* PROBLEM *
Copy word for word the stretch from the line containing "Note to the class: identify the wooden" through the end of the records below. Leave the pictures out.

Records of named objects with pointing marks

+ + +

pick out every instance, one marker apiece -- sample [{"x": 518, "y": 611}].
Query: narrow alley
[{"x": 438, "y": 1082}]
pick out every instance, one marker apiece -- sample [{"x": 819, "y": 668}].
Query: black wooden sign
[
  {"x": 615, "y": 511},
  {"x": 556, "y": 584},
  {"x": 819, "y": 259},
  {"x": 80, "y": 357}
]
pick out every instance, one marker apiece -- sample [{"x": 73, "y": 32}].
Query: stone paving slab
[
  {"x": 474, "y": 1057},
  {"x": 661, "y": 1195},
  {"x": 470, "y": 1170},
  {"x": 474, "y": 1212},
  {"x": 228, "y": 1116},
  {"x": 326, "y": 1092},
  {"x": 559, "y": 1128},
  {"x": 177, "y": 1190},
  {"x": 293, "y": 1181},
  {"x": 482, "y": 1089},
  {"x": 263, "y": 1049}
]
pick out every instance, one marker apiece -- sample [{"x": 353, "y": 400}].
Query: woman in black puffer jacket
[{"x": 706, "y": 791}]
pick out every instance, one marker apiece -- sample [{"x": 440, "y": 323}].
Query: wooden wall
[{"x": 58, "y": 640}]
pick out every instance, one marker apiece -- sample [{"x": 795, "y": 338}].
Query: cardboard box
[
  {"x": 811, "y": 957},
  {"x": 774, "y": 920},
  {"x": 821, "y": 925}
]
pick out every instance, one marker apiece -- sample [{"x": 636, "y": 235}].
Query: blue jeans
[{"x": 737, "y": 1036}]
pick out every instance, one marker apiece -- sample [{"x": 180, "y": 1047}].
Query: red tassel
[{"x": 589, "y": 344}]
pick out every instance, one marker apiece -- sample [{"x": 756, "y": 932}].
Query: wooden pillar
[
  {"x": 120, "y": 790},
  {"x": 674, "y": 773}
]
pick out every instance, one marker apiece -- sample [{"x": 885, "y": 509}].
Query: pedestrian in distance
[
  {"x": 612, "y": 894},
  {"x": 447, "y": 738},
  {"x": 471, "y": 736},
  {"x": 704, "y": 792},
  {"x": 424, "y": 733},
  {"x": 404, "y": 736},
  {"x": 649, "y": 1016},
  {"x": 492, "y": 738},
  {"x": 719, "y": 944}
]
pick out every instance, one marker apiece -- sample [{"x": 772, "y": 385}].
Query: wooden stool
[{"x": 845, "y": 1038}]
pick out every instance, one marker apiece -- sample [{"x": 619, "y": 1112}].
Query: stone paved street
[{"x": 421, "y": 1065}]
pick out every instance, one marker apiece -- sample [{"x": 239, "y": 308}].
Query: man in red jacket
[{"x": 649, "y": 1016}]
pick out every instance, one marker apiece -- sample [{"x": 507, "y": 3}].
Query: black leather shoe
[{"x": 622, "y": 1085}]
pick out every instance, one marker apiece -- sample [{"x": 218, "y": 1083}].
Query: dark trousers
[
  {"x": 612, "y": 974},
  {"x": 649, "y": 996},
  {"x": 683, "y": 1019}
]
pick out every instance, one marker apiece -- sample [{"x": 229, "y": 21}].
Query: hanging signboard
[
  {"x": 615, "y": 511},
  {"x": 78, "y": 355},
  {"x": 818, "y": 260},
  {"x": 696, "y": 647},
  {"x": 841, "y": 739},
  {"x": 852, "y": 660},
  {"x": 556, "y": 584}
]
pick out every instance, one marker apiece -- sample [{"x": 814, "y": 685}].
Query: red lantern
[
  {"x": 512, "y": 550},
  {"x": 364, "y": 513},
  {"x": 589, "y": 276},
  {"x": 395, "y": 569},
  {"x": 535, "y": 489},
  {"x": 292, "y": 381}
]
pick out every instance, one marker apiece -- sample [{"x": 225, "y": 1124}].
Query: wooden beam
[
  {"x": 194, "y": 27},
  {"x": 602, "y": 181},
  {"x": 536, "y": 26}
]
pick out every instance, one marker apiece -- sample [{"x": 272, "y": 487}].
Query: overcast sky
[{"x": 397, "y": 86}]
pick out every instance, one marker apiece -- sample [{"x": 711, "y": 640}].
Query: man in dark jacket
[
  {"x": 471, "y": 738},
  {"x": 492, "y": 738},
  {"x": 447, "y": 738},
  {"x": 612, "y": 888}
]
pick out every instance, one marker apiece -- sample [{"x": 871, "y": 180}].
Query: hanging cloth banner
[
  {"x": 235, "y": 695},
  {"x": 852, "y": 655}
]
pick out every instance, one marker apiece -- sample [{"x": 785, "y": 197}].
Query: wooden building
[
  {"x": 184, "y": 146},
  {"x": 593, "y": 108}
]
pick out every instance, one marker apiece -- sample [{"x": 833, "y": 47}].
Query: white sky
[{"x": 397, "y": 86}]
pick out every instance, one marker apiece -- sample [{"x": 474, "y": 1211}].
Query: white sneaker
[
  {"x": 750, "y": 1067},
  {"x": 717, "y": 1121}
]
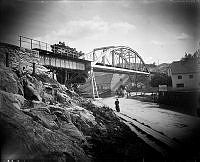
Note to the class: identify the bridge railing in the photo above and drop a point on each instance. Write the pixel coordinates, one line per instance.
(36, 44)
(33, 43)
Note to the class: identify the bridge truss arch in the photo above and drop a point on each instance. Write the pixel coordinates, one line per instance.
(114, 59)
(119, 59)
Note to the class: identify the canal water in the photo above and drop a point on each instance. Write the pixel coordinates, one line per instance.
(171, 123)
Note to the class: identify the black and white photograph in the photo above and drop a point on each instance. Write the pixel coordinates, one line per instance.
(100, 80)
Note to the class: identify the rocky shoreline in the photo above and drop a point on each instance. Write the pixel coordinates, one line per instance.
(43, 120)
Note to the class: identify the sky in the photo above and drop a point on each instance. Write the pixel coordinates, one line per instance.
(161, 31)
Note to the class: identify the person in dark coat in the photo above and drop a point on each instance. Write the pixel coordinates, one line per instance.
(117, 105)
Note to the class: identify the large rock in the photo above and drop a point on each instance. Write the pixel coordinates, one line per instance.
(10, 100)
(8, 81)
(30, 91)
(34, 137)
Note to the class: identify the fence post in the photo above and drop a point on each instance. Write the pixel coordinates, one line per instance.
(33, 68)
(39, 45)
(20, 40)
(31, 44)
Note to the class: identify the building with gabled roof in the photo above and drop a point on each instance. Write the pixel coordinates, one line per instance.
(185, 75)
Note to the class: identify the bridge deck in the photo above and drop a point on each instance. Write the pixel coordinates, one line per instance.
(48, 58)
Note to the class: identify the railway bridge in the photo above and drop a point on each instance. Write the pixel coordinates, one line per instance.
(110, 59)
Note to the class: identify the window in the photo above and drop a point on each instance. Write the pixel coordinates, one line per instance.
(191, 76)
(179, 76)
(179, 85)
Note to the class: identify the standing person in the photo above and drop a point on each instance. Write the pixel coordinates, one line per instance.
(117, 105)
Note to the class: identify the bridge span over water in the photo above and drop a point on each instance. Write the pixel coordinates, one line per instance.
(111, 59)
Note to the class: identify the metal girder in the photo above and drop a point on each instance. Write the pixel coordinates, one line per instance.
(121, 57)
(114, 59)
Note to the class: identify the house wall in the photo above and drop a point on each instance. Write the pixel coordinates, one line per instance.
(189, 83)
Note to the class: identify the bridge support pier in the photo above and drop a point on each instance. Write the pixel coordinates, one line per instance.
(94, 85)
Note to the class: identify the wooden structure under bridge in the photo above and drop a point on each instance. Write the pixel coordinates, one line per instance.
(111, 59)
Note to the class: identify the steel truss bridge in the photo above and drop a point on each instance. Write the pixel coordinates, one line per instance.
(111, 59)
(114, 59)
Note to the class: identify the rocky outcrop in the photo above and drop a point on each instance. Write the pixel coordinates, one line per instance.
(41, 119)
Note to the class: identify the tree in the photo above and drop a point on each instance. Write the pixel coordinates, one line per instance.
(63, 49)
(160, 79)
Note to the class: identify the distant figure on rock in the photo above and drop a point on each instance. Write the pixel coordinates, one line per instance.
(117, 105)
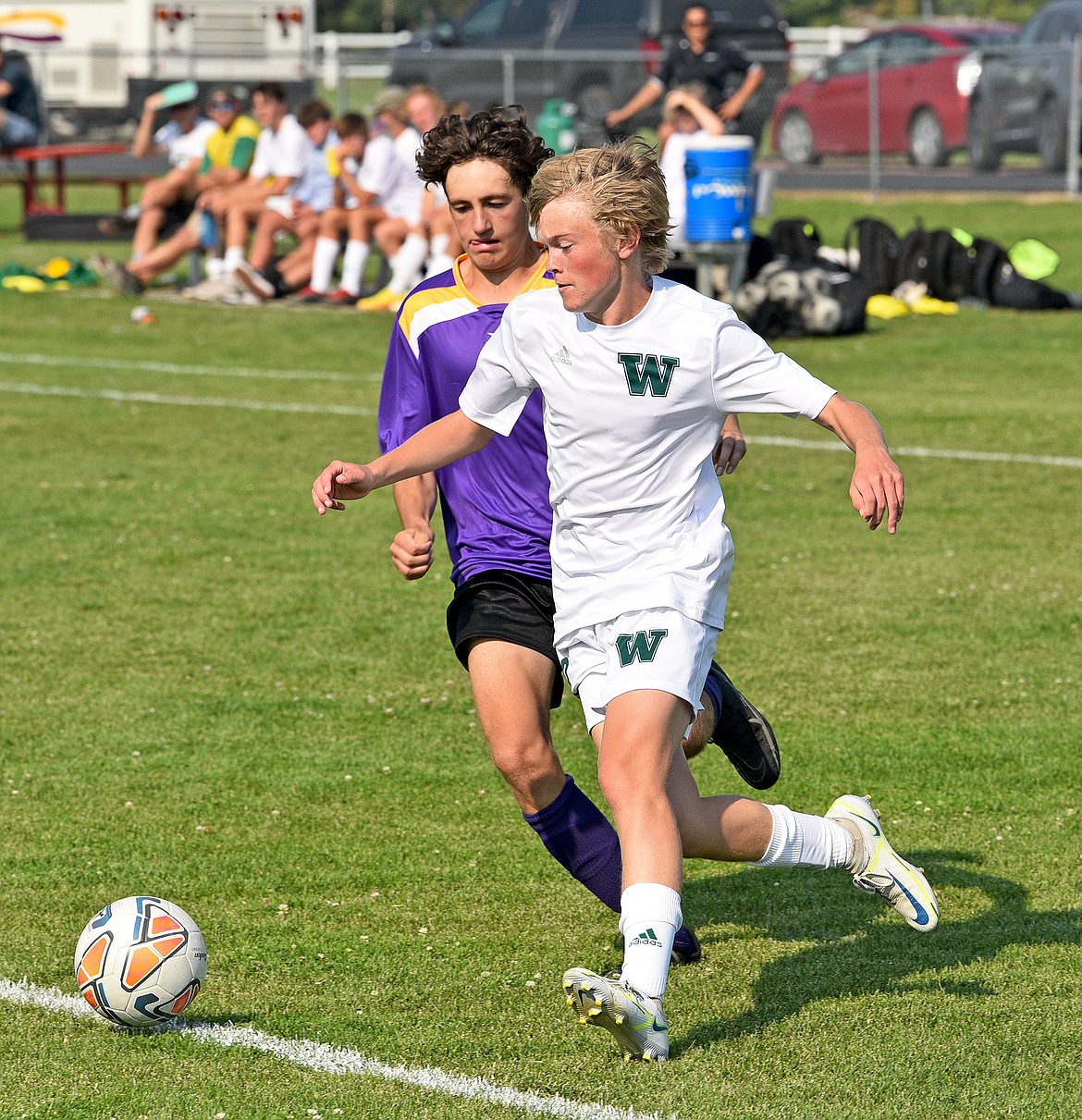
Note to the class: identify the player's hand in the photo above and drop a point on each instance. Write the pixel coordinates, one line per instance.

+ + +

* PROBLEM SOLUTION *
Note to the class: identify the wooden structure under bridge in the photo above and drop a point on each instance. Write the pixel coordinates, one line per instance.
(111, 59)
Note to the class: identify the steel truss bridge in the photo above and drop a point on each instance. Write the pixel coordinates, one line per instance.
(111, 59)
(114, 59)
Note to the class: identify the rocky outcrop in the photo above and drop a point on each instance. Write the pixel coordinates, one line per instance.
(41, 119)
Note to the class: identify the tree in the photo above and drop a point on each instance. Write the pixel coordinates, one line per instance.
(63, 49)
(160, 79)
Note to the class: identify the distant figure on rock in the photo above and drop a point on each instance. Write the pixel coordinates, one line per instance.
(117, 105)
Note to the class: identify the player's hand in the photo above and drop a point on each instance. Write the pixel coordinates, one line per instance.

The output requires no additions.